__Data provided__
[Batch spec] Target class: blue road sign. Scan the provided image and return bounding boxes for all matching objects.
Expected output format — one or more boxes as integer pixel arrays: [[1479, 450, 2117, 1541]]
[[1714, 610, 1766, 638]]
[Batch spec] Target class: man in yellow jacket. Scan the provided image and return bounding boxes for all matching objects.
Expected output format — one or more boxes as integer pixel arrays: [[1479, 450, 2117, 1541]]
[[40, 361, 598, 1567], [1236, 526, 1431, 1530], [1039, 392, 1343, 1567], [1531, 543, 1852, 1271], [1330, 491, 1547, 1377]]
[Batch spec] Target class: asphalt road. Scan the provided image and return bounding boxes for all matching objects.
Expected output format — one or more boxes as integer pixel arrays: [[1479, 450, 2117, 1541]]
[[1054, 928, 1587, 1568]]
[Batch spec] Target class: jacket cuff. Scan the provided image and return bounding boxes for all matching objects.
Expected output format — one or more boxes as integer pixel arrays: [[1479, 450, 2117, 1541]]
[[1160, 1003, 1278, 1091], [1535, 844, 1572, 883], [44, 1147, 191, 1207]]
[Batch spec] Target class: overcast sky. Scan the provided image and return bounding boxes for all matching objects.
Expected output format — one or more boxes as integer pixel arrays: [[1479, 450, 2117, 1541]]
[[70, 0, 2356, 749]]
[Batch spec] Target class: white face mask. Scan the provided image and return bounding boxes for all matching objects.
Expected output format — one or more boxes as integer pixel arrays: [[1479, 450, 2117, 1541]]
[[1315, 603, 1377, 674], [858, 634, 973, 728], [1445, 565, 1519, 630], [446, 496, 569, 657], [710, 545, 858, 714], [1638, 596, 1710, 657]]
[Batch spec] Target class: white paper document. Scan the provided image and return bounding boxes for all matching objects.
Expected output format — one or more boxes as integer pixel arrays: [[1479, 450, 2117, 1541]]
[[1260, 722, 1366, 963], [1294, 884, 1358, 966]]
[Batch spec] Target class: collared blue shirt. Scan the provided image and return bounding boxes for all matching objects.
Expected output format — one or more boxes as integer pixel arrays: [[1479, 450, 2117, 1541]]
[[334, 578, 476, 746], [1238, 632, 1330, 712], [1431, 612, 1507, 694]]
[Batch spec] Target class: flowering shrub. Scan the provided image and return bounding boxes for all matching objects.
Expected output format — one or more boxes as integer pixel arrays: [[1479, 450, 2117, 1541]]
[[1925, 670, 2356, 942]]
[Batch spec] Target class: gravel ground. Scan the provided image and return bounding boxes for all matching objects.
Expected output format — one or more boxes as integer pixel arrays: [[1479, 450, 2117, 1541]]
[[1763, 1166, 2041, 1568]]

__Your assignment__
Every line above must be repeated exactly as it appears.

__Reply__
[Batch spec] Target class: blue road sign. Scan the provided image and return bounding boxes for all matching objects.
Expected output format — one or more boxes as integer pixel arrays: [[1479, 450, 2117, 1541]]
[[1714, 610, 1766, 638]]
[Batch spec] Target class: man in yellow jacket. Scan the provided image and return bounding boxes for all matching objects.
Expected output format — one or more boxes as integer pixel arrays: [[1479, 450, 2117, 1541]]
[[40, 361, 598, 1567], [1236, 526, 1431, 1530], [1039, 392, 1343, 1567], [1531, 543, 1852, 1271], [1330, 491, 1547, 1377]]
[Batch spec] Target class: asphalt road. Scan the provided image and return bounding boxes for all matching objects.
Expected output format — one or more boxes as integer pixel arrays: [[1479, 450, 2117, 1541]]
[[1054, 928, 1587, 1568]]
[Batch spec] Target class: jacket cuff. Scan the provided image and return bounding boxes for all matching objects.
Expected output format — one or more boxes as integer pixel arrays: [[1479, 450, 2117, 1541]]
[[1160, 1003, 1278, 1091], [1535, 844, 1572, 883], [44, 1147, 191, 1207]]
[Batch spec] Target class: overcast sky. Scan the provided image and return bounding boxes for all matching objects.
Expected output format — one or more boxes as integer pixel arrays: [[1479, 450, 2117, 1541]]
[[70, 0, 2356, 749]]
[Batch spec] Target class: white face mask. Scan the provided image and return bounding boxes for all matching objects.
Expected output format — one or more boxes as integer pixel arrays: [[1479, 450, 2117, 1541]]
[[1315, 603, 1377, 674], [858, 634, 973, 728], [1445, 565, 1519, 630], [446, 496, 569, 657], [710, 545, 858, 714], [1638, 596, 1710, 657]]
[Batch spec] Target class: white paper document. Scan the provided image and return bounding boxes for all matching objects.
Expected output format — one or more boxes as integer pixel arrays: [[1479, 450, 2117, 1541]]
[[1260, 722, 1366, 963], [1294, 884, 1358, 966]]
[Batch spec] Target class: collared blue shirt. Scan the provided image and return bounding boxes for all matching objects.
Expected output format — one or more boxes as integer pixel arrays: [[1479, 450, 2117, 1541]]
[[334, 578, 476, 746], [1238, 632, 1330, 712], [1431, 612, 1507, 694]]
[Batch spec] Target class: flowering shrub. Scan the provided image and return bounding boxes for all matching objects.
Expected output format — one or more boxes as integer pixel arrays: [[1479, 450, 2117, 1541]]
[[1925, 670, 2356, 942]]
[Batch spec] Target class: gravel ground. Scan the provided image and return bounding boxes for all matching objects.
Expected output format — one or more boxes as integer pixel arrays: [[1479, 450, 2117, 1541]]
[[1763, 1166, 2041, 1568]]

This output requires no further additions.